A block of data:
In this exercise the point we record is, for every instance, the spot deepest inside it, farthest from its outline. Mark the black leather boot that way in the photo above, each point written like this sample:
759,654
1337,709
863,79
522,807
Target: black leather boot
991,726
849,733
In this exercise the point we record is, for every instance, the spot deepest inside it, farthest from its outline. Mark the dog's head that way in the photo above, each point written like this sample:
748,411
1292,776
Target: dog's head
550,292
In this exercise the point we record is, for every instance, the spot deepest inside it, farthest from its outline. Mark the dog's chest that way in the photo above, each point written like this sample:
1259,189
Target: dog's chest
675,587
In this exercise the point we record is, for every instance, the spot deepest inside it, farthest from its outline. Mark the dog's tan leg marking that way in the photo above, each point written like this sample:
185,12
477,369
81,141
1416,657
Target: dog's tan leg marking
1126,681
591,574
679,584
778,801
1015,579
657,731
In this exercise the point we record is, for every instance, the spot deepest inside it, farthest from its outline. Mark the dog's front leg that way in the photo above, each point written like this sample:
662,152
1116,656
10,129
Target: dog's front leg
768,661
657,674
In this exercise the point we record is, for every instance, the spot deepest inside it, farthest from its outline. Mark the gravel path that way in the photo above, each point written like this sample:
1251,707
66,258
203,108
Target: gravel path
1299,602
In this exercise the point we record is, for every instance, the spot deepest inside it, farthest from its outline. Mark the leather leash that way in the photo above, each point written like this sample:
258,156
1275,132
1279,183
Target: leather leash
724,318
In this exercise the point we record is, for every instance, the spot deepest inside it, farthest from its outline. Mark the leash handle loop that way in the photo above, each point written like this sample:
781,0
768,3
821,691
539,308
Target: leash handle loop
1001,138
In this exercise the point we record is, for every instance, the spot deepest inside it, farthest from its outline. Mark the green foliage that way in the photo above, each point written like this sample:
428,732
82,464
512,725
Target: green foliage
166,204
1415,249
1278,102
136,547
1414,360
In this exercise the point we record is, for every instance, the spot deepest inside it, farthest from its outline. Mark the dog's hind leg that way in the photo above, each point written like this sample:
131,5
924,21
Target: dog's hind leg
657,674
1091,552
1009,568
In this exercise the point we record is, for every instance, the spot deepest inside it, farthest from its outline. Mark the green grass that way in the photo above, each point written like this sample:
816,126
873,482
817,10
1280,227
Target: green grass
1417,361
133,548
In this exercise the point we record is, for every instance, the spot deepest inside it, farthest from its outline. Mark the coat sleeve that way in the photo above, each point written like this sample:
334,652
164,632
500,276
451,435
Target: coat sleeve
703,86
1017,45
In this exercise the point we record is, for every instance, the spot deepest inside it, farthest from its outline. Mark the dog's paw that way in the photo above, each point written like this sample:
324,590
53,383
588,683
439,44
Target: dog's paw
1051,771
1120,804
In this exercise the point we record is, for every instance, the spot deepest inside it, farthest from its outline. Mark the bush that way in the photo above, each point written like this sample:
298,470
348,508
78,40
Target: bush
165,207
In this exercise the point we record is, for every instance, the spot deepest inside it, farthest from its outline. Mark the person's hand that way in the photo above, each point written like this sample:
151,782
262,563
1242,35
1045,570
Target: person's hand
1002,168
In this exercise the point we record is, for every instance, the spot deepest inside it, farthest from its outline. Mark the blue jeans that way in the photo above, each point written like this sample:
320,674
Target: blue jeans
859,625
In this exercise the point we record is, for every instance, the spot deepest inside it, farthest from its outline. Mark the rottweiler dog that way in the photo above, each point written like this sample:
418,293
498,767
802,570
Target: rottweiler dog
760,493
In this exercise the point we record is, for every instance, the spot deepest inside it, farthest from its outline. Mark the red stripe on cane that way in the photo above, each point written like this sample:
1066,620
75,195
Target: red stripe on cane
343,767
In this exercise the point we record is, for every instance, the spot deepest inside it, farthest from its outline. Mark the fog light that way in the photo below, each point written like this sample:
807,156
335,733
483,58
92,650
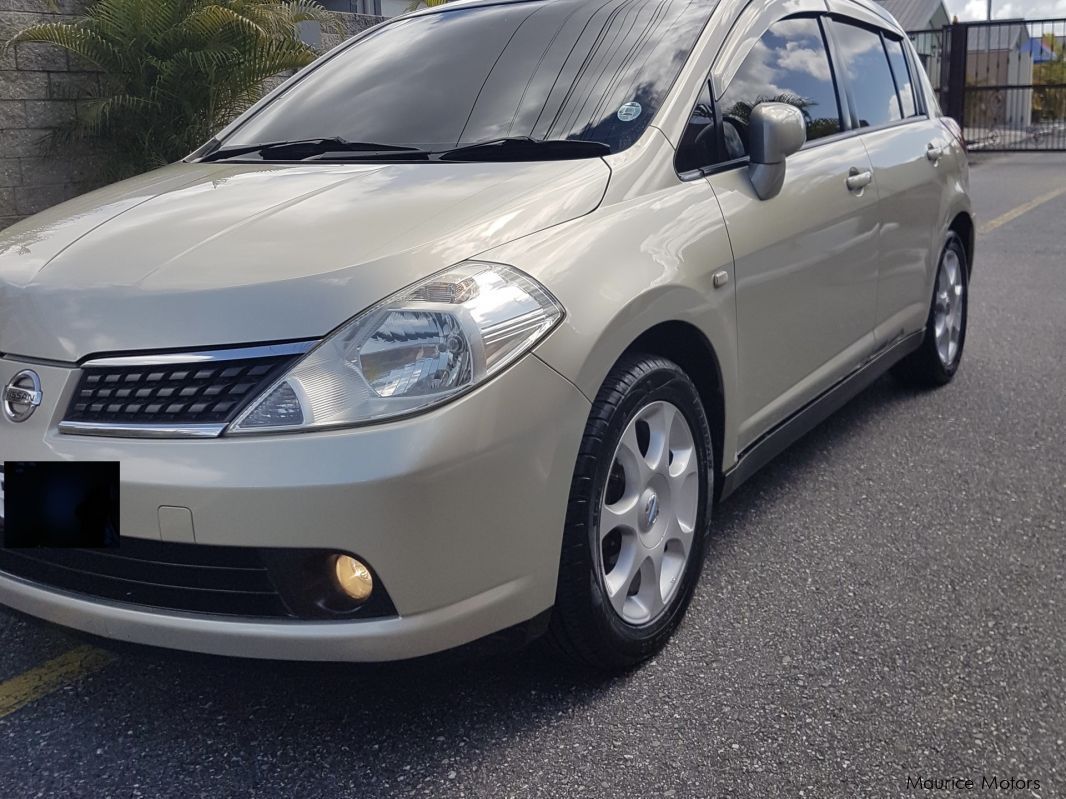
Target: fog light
354,577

## TASK DESCRIPTION:
Rewrite every one of these lines, swapping "Target" for "Object" each time it shows up and keeping everything else the same. Leave the pictures out.

## FULL OUTPUT:
In this exercise the point we record is, for every instance, the spot deepest inside it, farthest from its outline. Mark the black leather boot that way in the photo above, each point written like this sample:
759,654
1337,709
863,79
522,807
Object: black leather boot
991,726
849,733
In this exercise the point we record is, for every instance, the spot deepest inside it, farthest from its outline. Mark the dog's head that way in the photo above, each point written like this sample:
748,411
1292,776
Object: dog's head
550,292
In this exercise the point we record is, for every instance, the spot deepest inside it, farthest from its outline. Mark the dog's chest that way in the photo above, each point written like this sample:
1259,189
Object: dog's chest
675,587
In this exercise the point we record is, for every instance, the spot deepest inside it, farthest from its outline. Mark the dog's tan leg marking that way in the photo above, each point written like this sample:
185,12
477,369
81,141
1416,657
Object: dog's tan leg marking
1126,681
591,574
679,584
778,801
1015,579
657,731
In this exercise the point we record is, for every instance, the spot deepest inside it, farthest from its outline. Mark the dog's front leg that way in the photo above, each point written like this sample:
662,152
1116,656
10,129
Object: dog's front leg
768,661
657,674
In this exercise the point we record is, for every instance, the spot deepest inside it, farthest from its outline. Mark the gravel path that way in the photo above, each point written like this sample:
1251,707
66,258
203,108
Object: gravel path
1299,602
In this exercise the point we record is, for every instance, the spot deepest inside it, farthest from its outline. Mark the leather leash that way in the photo above, each point written like this sample:
258,156
1275,132
1279,183
Object: leather leash
724,318
In this exercise the point we record is, for every instance, the spot deepest inside it, farthest from its outline. Mark the leash handle loop that way in the photo above, each point written like this sample:
781,0
768,3
821,691
539,308
Object: leash handle loop
1001,138
In this exercise the point we record is, for every instance, the spot deepest inside it, farthest from its outline. Mark the green foliage that way in the photo above, each point written like this sample:
428,732
82,464
512,725
Object: green foliage
166,204
1415,249
1278,102
136,547
1414,360
In this exercise the point we record is, for every instance, the spot deepest inside it, farthest from its outline. Mark the dog's hind leg that way in the photo above, each point written like this sample:
131,5
924,21
Object: dog's hind leg
657,674
1091,552
1009,568
In this exercise the point we record is, for every instance, the spot deepest inside it, farthest from its outline. Mark the green grass that way in the photo above, each point written like this sample:
816,126
873,482
817,10
1280,227
Object: green grass
1417,361
133,548
In this exercise the point we record is, for every instance, the spot deepest inside it, farthest from its outline. Mark the coat sleeve that way in the photo above, each point written like this sample:
334,652
164,632
500,276
451,435
Object: coat sleeve
703,86
1017,45
In this exercise the point we record is, for every instance, the spot deepest inside it, farthest from its outline. Mark the dog's paw that way in the photo above, each point written like this sample:
324,590
53,383
588,683
439,44
Object: dog's paw
1051,771
1120,804
In this exercise the point we record is, for every instance, the spot deepest inside it, farthest from its outline. Mark the bush that way in the photo above, each point written like this sample:
298,470
348,508
78,40
Object: bush
165,207
In this exercise the point we record is, for every instance, the spot deepest inside it, farthest from its outline. Mark the person's hand that way in the photo above, each point written like this sample:
151,782
262,563
1242,35
1045,570
Object: person's hand
1002,168
In this exercise the point we record is, for every instance, the spot deepest inside it, farthest from its outline. Mark the blue jeans that way in the photo above, each point written like this sample:
320,674
Object: blue jeans
859,625
In this exercise the point we record is, for every instance, the spot deepest inside it, farthest from its outline. Mark the rottweiler dog that way in the photo above, each point written like this sample:
418,293
498,767
802,570
Object: rottweiler dog
760,493
In this exercise the point we record is, for every instance, the spot deepest inside it, farthest from its outline. Mark the red stripe on cane that way in the photo above, each point written like this sample:
1066,620
75,195
Object: red stripe on cane
343,767
In this exercise the point we record is, for every instance, the spot deepest inside it, farthest from its outline. Mark the fog light that way in the photo below, each point written like this sample:
807,156
335,733
483,58
92,650
Object: fog light
354,577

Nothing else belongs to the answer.